En 2013, por desatender su diabetes, estuvo en el umbral de la muerte. No le
costó la vida y su pérdida se redujo en ese momento al pie derecho, que le
amputaron. Pero esa enfermedad sigue haciendo estragos en su salud.
Esta
situación lleva a considerar la viabilidad de Barbosa de cara a sus electores.
¿Es honesto que un político quiera un puesto de elección popular cuando su
estado de salud probablemente le impedirá estar con sus facultades plenas para
cumplir con el mandato de las urnas? En este espacio se ha tocado regularmente
el estado de salud de los políticos. Durante la pasada campaña presidencial se
habló de la salud de López Obrador como una variable a considerar por los
electores, en el entendido de que nada de lo que tenía afectaría sus
capacidades plenas para gobernar.
Años antes
se mencionó la salud del presidente Enrique Peña Nieto, de la maestra Elba
Esther Gordillo, en sus años de gloria sindical, y de su adversaria, Josefina
Vázquez Mota, entonces secretaria de Educación. En 2003, en este espacio se
reveló que el presidente Vicente Fox tomaba el antidepresivo Prozac. Y cada vez
que escribí sobre el tema, las reacciones fueron negativas. Pero la tesis
central del porqué es un tema de interés público, se mantiene. En 2016, dentro
de ese alegato recurrente, ejemplifiqué:
“El problema
de ocultar una enfermedad a los electores puede llevar a situaciones como las
que se vivieron en Rusia, cuando Boris Yeltsin buscó –con éxito– un segundo
mandato y controló a la prensa para ocultar que tenía cáncer. Yeltsin, afecto
también al alcohol, tuvo momentos difíciles por su comportamiento como jefe de
Estado. Por ejemplo, durante una visita a Suecia, en 1997, tomó una copa de
champaña que le generó un efecto secundario que lo llevó a comparar la cara del
tenista Björn Borg con albóndigas. Por salud, Yeltsin tuvo que renunciar y dejó
el cargo en manos de su primer ministro, Vladimir Putin, por quien no habían
votado los rusos”. Este es el problema de fondo, llegan al poder quienes no
fueron electos.

#### [Ejercicios]
[1] Según el texto, ¿qué medicamento tomaba el presidente Vicente Fox, de acuerdo con lo revelado en 2003?
[2] Enumera todas las figuras públicas mexicanas, además de Barbosa, cuya salud se abordó en ese espacio según el texto.
Los datos no tienen relación con el texto.

#### [Datos mostrados]

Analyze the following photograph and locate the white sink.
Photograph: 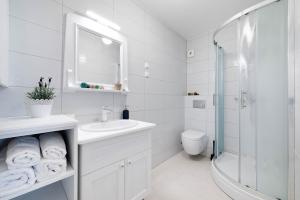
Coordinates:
[80,120,138,132]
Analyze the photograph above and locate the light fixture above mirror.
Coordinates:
[64,11,128,93]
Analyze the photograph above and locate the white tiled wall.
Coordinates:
[185,32,215,155]
[295,0,300,199]
[0,0,186,166]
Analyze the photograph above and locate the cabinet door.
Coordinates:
[80,161,125,200]
[125,151,151,200]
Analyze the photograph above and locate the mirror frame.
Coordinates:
[63,13,129,92]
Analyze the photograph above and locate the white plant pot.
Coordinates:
[29,100,53,118]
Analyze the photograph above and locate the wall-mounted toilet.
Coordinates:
[181,130,208,155]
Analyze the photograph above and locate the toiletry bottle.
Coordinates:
[123,106,129,119]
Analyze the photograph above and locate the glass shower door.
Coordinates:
[239,1,288,200]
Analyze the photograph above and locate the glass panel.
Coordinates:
[256,1,288,199]
[215,22,239,181]
[239,12,257,189]
[215,45,224,157]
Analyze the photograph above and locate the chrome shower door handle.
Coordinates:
[241,90,247,109]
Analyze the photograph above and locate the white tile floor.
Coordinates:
[146,152,231,200]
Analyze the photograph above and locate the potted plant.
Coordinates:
[27,77,55,117]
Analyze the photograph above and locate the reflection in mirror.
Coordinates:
[77,27,120,85]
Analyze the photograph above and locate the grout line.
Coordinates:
[9,49,62,62]
[9,14,62,33]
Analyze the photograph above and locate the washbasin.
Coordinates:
[80,120,138,132]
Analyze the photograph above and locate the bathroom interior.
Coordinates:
[0,0,300,200]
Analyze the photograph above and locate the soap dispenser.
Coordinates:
[123,105,129,119]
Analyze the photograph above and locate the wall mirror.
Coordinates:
[64,13,128,92]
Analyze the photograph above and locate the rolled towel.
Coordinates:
[6,136,41,169]
[33,158,67,182]
[0,149,36,198]
[39,132,67,159]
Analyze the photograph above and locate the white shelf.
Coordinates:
[66,87,129,94]
[0,115,77,139]
[0,164,75,200]
[0,115,78,200]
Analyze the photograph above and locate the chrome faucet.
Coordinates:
[101,106,113,122]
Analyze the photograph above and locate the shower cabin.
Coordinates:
[212,0,292,200]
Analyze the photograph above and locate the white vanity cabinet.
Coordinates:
[80,161,125,200]
[79,130,151,200]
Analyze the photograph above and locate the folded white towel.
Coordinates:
[39,132,67,159]
[6,136,41,169]
[0,149,36,198]
[33,158,67,182]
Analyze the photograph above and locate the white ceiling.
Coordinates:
[134,0,262,39]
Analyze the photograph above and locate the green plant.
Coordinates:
[27,77,55,100]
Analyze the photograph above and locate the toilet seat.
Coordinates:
[182,130,205,141]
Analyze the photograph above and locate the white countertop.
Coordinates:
[78,120,156,145]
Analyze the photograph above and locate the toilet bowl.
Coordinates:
[181,130,208,155]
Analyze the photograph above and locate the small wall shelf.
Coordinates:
[65,87,129,95]
[0,115,78,200]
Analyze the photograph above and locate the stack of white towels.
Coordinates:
[0,132,67,198]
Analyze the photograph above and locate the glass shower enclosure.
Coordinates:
[214,0,289,200]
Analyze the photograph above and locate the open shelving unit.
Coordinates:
[0,115,78,200]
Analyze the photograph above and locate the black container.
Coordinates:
[123,106,129,119]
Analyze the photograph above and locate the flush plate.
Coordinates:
[193,100,206,109]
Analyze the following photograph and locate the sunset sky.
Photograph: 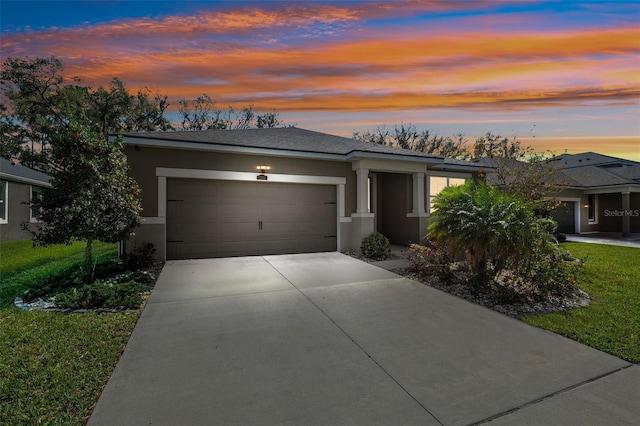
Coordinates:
[0,0,640,161]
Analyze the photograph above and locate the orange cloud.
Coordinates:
[2,1,640,125]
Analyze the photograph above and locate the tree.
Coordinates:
[24,121,142,283]
[427,181,554,285]
[178,94,284,131]
[353,123,471,159]
[0,57,171,168]
[473,133,566,204]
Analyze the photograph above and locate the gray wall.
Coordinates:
[0,181,31,242]
[125,145,356,217]
[376,173,426,245]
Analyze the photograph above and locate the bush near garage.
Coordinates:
[360,232,391,260]
[422,181,582,303]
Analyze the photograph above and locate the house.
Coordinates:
[124,127,479,260]
[551,152,640,236]
[0,158,51,242]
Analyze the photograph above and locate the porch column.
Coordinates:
[412,173,426,217]
[350,168,375,251]
[407,172,427,243]
[621,192,631,237]
[356,169,369,213]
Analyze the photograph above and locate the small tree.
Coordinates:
[473,133,566,205]
[353,123,471,159]
[25,122,142,283]
[427,181,553,290]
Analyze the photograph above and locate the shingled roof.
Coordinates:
[0,158,51,186]
[124,127,444,163]
[552,152,640,189]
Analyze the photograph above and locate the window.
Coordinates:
[428,176,466,212]
[587,194,598,224]
[29,186,42,222]
[0,180,9,223]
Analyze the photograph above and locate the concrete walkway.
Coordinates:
[89,253,640,425]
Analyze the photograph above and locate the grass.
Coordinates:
[0,308,139,425]
[0,240,118,307]
[521,243,640,363]
[0,241,139,425]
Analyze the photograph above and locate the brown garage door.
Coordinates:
[167,179,337,259]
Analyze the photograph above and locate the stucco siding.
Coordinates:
[376,173,426,245]
[0,181,31,242]
[126,146,356,217]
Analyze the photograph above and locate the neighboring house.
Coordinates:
[0,158,51,242]
[124,127,479,259]
[551,152,640,236]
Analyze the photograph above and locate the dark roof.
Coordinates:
[552,152,640,169]
[0,158,51,184]
[552,152,640,188]
[124,127,444,163]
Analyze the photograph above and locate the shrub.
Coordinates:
[428,181,555,287]
[55,281,148,309]
[409,244,455,282]
[122,243,156,269]
[360,232,391,260]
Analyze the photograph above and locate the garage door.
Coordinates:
[167,179,337,259]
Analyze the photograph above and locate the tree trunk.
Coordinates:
[84,237,93,284]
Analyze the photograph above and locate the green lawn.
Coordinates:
[0,241,139,425]
[521,243,640,363]
[0,240,118,307]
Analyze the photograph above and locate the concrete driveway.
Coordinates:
[89,253,640,425]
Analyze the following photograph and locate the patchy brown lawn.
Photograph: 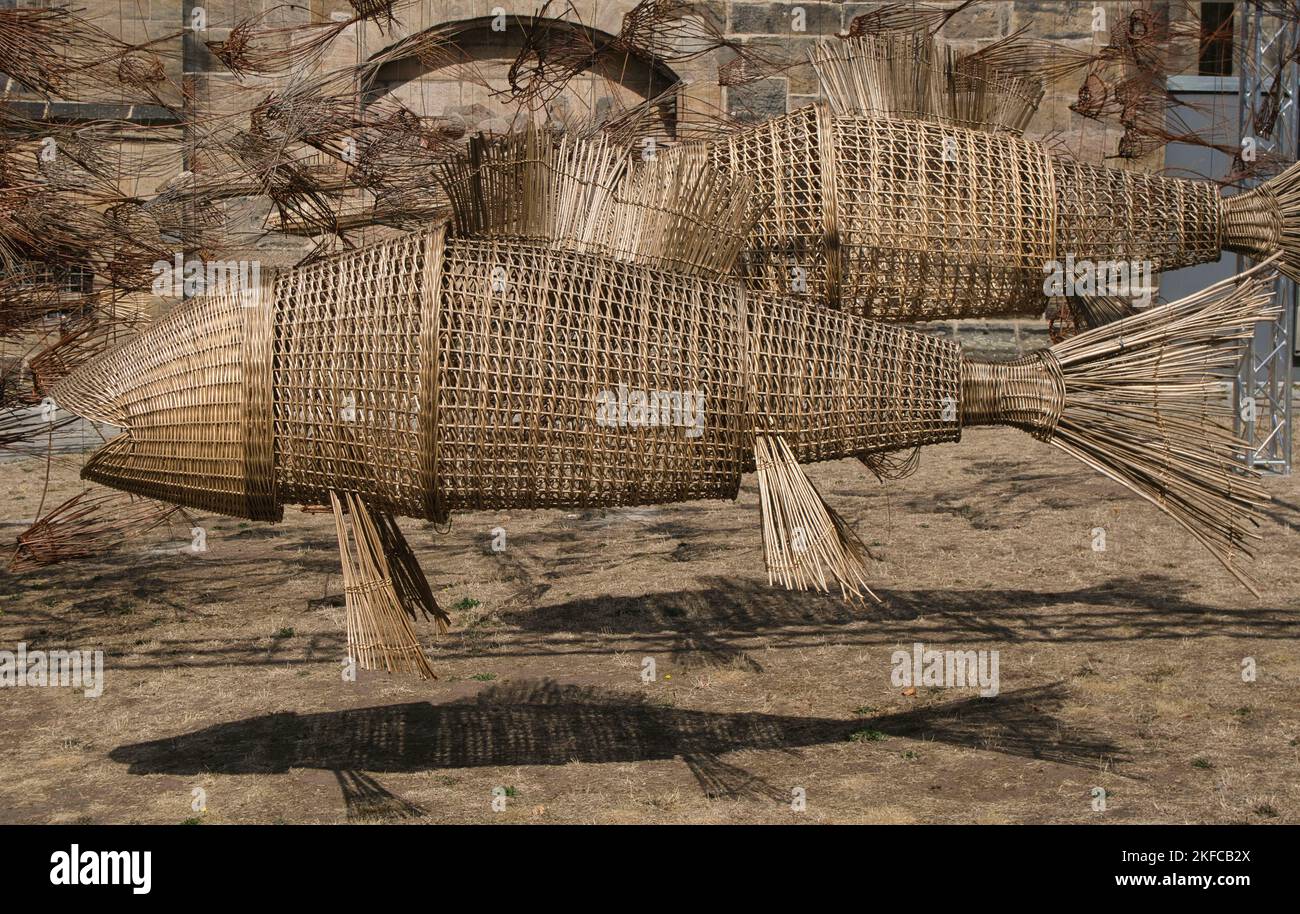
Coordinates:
[0,432,1300,823]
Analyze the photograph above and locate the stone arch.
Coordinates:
[360,16,680,137]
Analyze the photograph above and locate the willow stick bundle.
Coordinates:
[330,491,436,679]
[754,434,880,602]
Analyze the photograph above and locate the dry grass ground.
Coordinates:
[0,432,1300,823]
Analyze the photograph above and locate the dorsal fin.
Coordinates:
[441,127,758,276]
[811,31,1044,134]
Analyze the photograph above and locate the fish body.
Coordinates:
[55,225,1274,600]
[667,39,1300,321]
[59,230,962,519]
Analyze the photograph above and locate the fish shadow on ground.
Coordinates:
[109,680,1127,815]
[503,575,1300,646]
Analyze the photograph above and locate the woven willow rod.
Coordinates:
[663,35,1300,321]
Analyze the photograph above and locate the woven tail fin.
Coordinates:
[1221,163,1300,281]
[961,264,1278,595]
[754,434,880,603]
[330,491,447,679]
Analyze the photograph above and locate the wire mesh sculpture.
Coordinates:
[55,137,1275,676]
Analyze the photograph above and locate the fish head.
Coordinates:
[51,282,283,520]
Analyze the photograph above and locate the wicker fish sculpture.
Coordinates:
[681,33,1300,324]
[55,134,1275,676]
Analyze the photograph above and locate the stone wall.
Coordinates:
[10,0,1190,345]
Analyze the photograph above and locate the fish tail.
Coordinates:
[961,263,1279,595]
[1219,163,1300,280]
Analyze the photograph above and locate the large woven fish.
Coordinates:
[681,33,1300,321]
[55,137,1274,675]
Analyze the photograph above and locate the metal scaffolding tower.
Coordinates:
[1235,0,1300,473]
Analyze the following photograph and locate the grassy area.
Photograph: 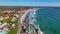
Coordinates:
[8,26,18,34]
[0,18,11,23]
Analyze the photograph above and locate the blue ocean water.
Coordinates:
[35,8,60,34]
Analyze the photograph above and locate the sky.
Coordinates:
[0,0,60,6]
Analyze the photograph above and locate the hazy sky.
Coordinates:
[0,0,60,6]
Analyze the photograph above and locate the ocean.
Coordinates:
[24,8,60,34]
[35,8,60,34]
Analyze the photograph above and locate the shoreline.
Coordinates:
[20,8,43,34]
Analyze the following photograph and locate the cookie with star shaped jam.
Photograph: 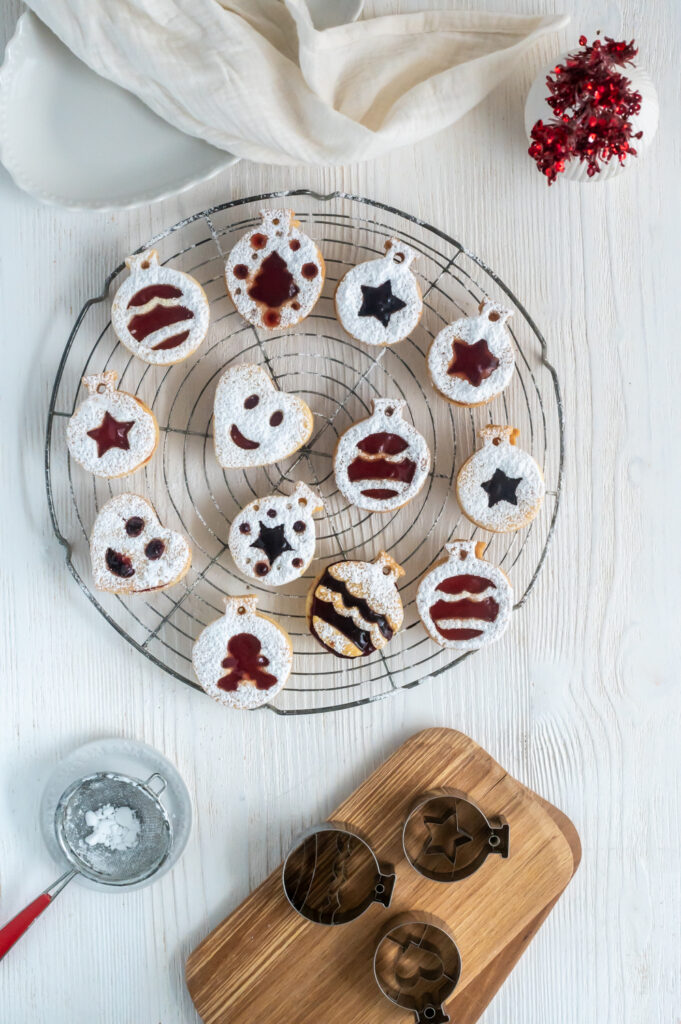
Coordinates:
[457,424,545,534]
[335,239,423,345]
[67,370,159,480]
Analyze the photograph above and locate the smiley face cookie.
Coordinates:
[457,424,545,534]
[224,210,325,331]
[112,249,210,367]
[191,595,293,709]
[67,370,159,480]
[90,495,191,594]
[428,302,515,406]
[228,483,324,587]
[334,398,430,512]
[335,239,423,345]
[416,541,513,651]
[307,551,405,657]
[213,362,313,469]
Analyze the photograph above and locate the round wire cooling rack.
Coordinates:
[45,189,563,715]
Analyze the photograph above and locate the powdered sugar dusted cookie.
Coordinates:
[67,370,159,479]
[334,398,430,512]
[191,594,293,709]
[428,302,515,406]
[416,541,513,651]
[90,495,191,594]
[112,249,210,366]
[224,210,325,331]
[307,551,405,657]
[213,362,313,469]
[335,239,423,345]
[457,424,545,534]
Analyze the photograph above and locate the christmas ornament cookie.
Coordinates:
[416,541,513,650]
[90,495,191,594]
[112,249,210,367]
[307,551,405,657]
[428,302,515,406]
[67,370,159,480]
[191,594,293,709]
[213,362,312,469]
[457,424,545,534]
[334,398,430,512]
[335,239,423,345]
[224,210,325,331]
[228,483,324,587]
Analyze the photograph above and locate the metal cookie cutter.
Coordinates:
[282,821,395,925]
[374,915,461,1024]
[402,790,509,882]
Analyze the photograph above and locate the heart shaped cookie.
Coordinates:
[213,362,313,469]
[90,494,191,594]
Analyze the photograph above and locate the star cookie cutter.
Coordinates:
[402,790,509,882]
[282,821,395,925]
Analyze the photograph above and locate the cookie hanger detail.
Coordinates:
[67,370,159,480]
[334,398,430,512]
[112,249,210,366]
[191,594,293,709]
[224,210,325,331]
[335,239,423,345]
[457,424,545,534]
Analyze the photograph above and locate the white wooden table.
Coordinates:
[0,0,681,1024]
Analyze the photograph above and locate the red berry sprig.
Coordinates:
[527,36,643,185]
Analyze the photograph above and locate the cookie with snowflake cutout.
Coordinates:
[67,370,159,480]
[335,239,423,345]
[457,424,545,534]
[112,249,210,366]
[416,541,513,651]
[228,482,324,587]
[213,362,313,469]
[428,302,515,406]
[224,210,325,331]
[191,594,293,709]
[306,551,405,658]
[90,494,191,594]
[334,398,430,512]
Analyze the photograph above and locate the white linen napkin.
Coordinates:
[28,0,567,164]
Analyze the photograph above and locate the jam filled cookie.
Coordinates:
[307,551,405,657]
[428,302,515,406]
[191,594,293,709]
[228,483,324,587]
[213,362,313,469]
[416,541,513,651]
[224,210,325,331]
[112,249,210,367]
[67,370,159,480]
[457,424,545,534]
[335,239,423,345]
[334,398,430,512]
[90,495,191,594]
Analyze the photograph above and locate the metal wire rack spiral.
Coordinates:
[45,189,563,715]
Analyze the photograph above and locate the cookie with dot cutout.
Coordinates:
[67,370,159,480]
[191,594,293,709]
[457,424,545,534]
[224,210,326,331]
[112,249,210,367]
[306,551,405,658]
[228,482,324,587]
[335,239,423,345]
[428,302,515,406]
[416,541,513,651]
[213,362,313,469]
[90,494,191,594]
[334,398,430,512]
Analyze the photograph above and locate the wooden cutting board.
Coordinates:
[186,729,581,1024]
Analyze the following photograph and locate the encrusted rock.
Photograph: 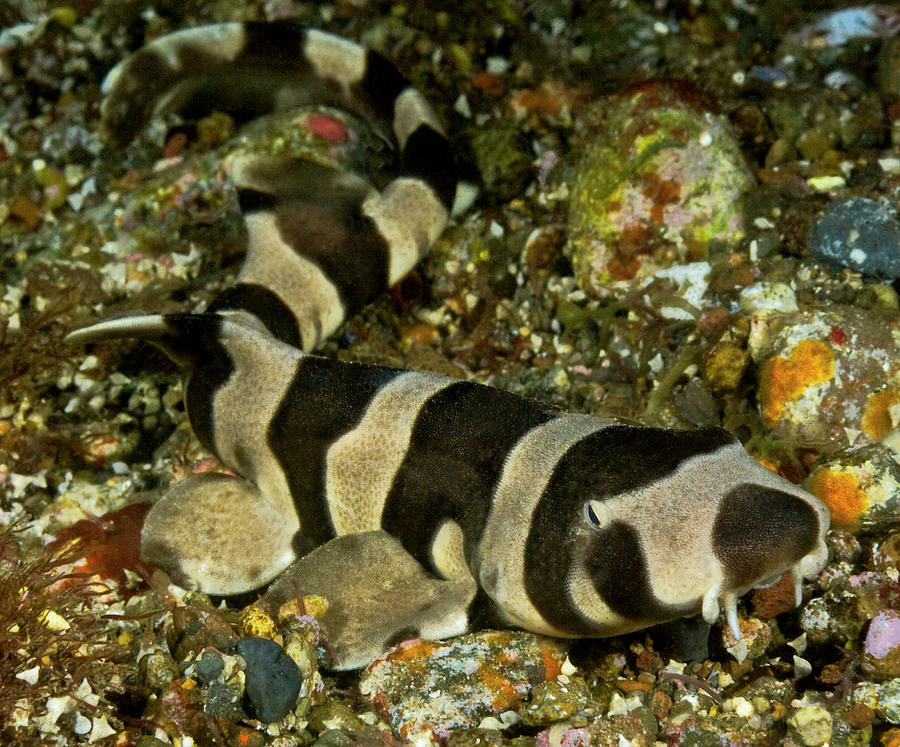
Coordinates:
[569,82,753,292]
[806,444,900,531]
[360,631,566,740]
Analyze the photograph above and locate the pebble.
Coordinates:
[807,197,900,280]
[236,638,303,723]
[788,704,831,747]
[739,281,799,314]
[194,648,225,683]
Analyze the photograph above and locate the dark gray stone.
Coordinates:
[808,197,900,280]
[235,638,303,723]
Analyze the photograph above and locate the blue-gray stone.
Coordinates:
[807,197,900,280]
[235,638,303,723]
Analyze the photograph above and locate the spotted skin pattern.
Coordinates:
[70,22,829,668]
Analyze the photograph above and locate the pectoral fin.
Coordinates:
[141,472,298,596]
[263,531,476,669]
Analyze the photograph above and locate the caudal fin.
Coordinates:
[65,313,225,365]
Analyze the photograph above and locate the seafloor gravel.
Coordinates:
[0,0,900,747]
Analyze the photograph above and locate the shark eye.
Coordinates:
[584,500,609,529]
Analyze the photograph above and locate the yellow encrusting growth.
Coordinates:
[808,468,868,531]
[861,387,900,441]
[759,340,834,424]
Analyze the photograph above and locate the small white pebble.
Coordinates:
[453,93,472,119]
[72,713,91,734]
[878,158,900,175]
[16,665,41,685]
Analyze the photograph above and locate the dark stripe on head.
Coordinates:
[165,314,234,454]
[713,483,819,588]
[241,19,310,65]
[350,50,410,124]
[178,20,313,122]
[209,283,302,348]
[402,124,456,211]
[524,425,735,635]
[275,194,390,315]
[584,521,693,624]
[238,189,278,215]
[268,356,403,546]
[382,381,559,567]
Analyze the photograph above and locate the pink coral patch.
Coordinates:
[306,114,350,143]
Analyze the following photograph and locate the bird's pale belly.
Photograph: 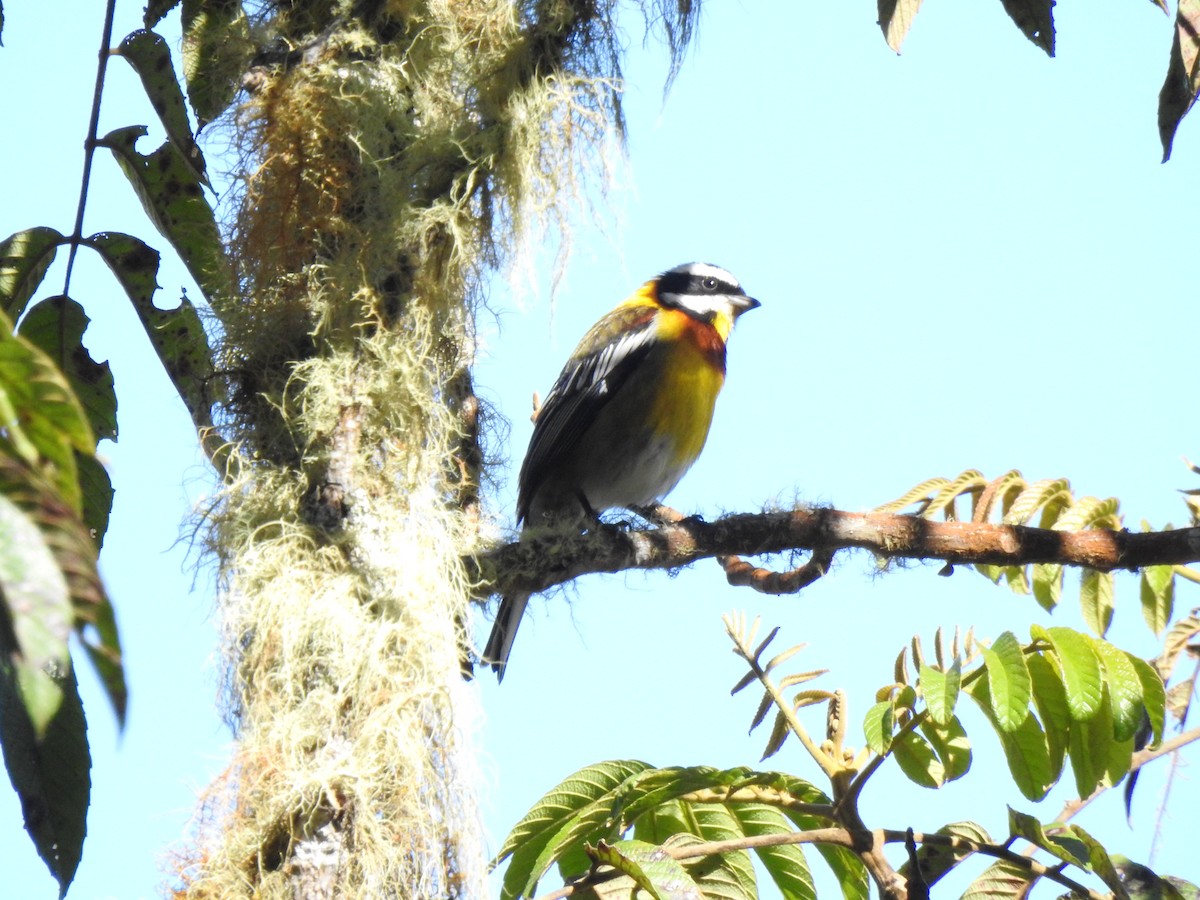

#### [Ejercicios resueltos]
[1] El antidepresivo Prozac.

[2] López Obrador, Enrique Peña Nieto, Elba Esther Gordillo, Josefina Vázquez Mota y Vicente Fox.